_REQUIREMENTS_
[1] In the passage on civil rights history, what did Eisenhower order immediately after the Brown v. Board of Education decision?
[2] Go on with the passage on civil rights history, starting after its final sentence.

_SOURCE_

• • • •

In 1952 and 1956, a majority of black Americans voted for Republican President Eisenhower.
In 1953, Eisenhower's Vice President, Republican Richard Nixon chaired a committee which sought to eliminate discrimination on the basis of race or color in the employment practices of government contractors.
In 1954, Supreme Court Justices rejected the "stare decisis" of Plessy v. Ferguson's "separate but equal" and gave its Brown v. Board of Education decision, prohibiting racial discrimination.

Eisenhower immediately ordered the desegregation of Washington, D.C. public schools.
In 1957, Eisenhower proposed a civil rights bill to enforce the 15th Amendment, strengthening the rights of blacks to vote.

Instead of voting for it, Democrat Senator John F. Kennedy delayed it by voting to have it sent to the Senate Judiciary Committee.
Doris Kearns Goodwin, in Lyndon Johnson and the American Dream: The Most Revealing Portrait of a President and Presidential Power Ever Written (NY: New American Library, 1977, p. 155), quoted Democrat Senator Lyndon Johnson telling Democrat Senator Richard Russell regarding the Civil Rights Act of 1957:

"These Negroes, they’re getting pretty uppity these days and that’s a problem for us since they’ve got something now they never had before, the political pull to back up their uppityness.

Now we’ve got to do something about this, we’ve got to give them a little something, just enough to quiet them down, not enough to make a difference.
... For if we don’t move at all, then their allies will line up against us and there’ll be no way of stopping them, we’ll lose the filibuster and there’ll be no way of putting a brake on all sorts of wild legislation.

It’ll be Reconstruction all over again."
On September 4, 1957, Democrat Arkansas Governor Orval Faubus stood at the door of Central High School in Little Rock, accompanied by the Arkansas National Guard, and blocked nine black students from coming inside."
Southern Democrat Governors resisted desegregation.
Republican Eisenhower sent Federal troops to force racial integration of southern public schools.
Democrat Birmingham Commissioner Bull Connor, who had close ties with the KKK, used fire hoses and police dogs on blacks. He stated in 1957:

"(Segregation) laws are still constitutional and I promise you that until they are removed from the ordinance books of Birmingham and the statute books of Alabama, they will be enforced in Birmingham to the utmost of my ability and by all lawful means.”

• • • •

_INFORMATION SHOWN_
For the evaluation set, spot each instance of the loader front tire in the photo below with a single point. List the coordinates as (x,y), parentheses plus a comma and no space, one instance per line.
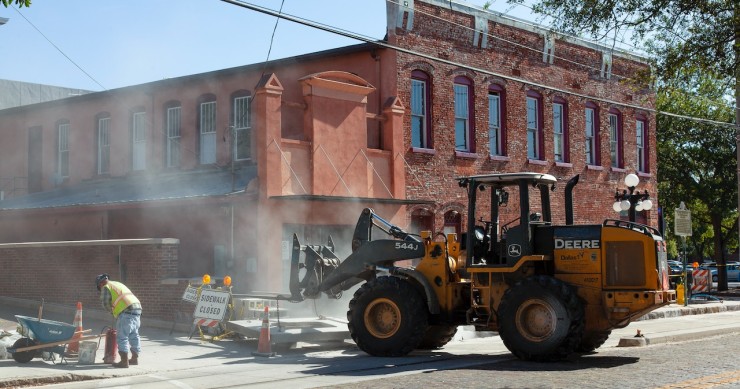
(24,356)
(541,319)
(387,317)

• • • •

_ANSWERS PER TASK_
[1] He ordered the desegregation of Washington, D.C. public schools.

[2]
Former Republican Secretary of State Condoleezza Rice stated on The View, March 1, 2018:

"Let me tell you why I’m a defender of the Second Amendment.

I was a little girl growing up in Birmingham, Alabama, in the late fifties, early sixties. There was no way that Bull Connor and the Birmingham Police were going to protect you.

And so when White Knight Riders would come through our neighborhood, my father and his friends would take their guns and they’d go to the head of the neighborhood, it’s a little cul-de-sac and they would fire in the air, if anybody came through.

I don’t think they actually ever hit anybody. But they protected the neighborhood.

And I’m sure if Bull Connor had known where those guns were he would have rounded them up. And so, I don’t favor some things like gun registration."
In 1958, Republican President Eisenhower met with Rev. Martin Luther King Jr., in the White House.

Eisenhower proposed a Civil Rights bill in 1959, but Senate Democrats filibustered it and watered it down.
In 1959, when Southern Democrats demanded the proposed civil rights bill include a provision, that if anyone violate the law, they should be tried before an all-white jury, Republican Vice-President Nixon gave the deciding vote in the Senate to kill the Southern amendment.
Alabama's Democrat Governor George Wallace, in 1963, blocked the entrance to the University of Alabama, stating "segregation now, segregation tomorrow, segregation forever."
Federal troops escorted black students to class.
In the Democrat south, after the Birmingham Children's Crusade Protest in 1963 where police dogs and fire hoses were used against blacks, President Kennedy called for a bill emulating the Republican Civil Rights Act of 1875.
Southern Democrats who opposed desegregation included former KKK klansman Senator Robert Byrd, the longest serving Democrat Senator and the Senate Majority Leader.

Confirming his Party's deep-seated racism, Byrd admitted:

"You had to be in the Klan to advance in the Democrat Party."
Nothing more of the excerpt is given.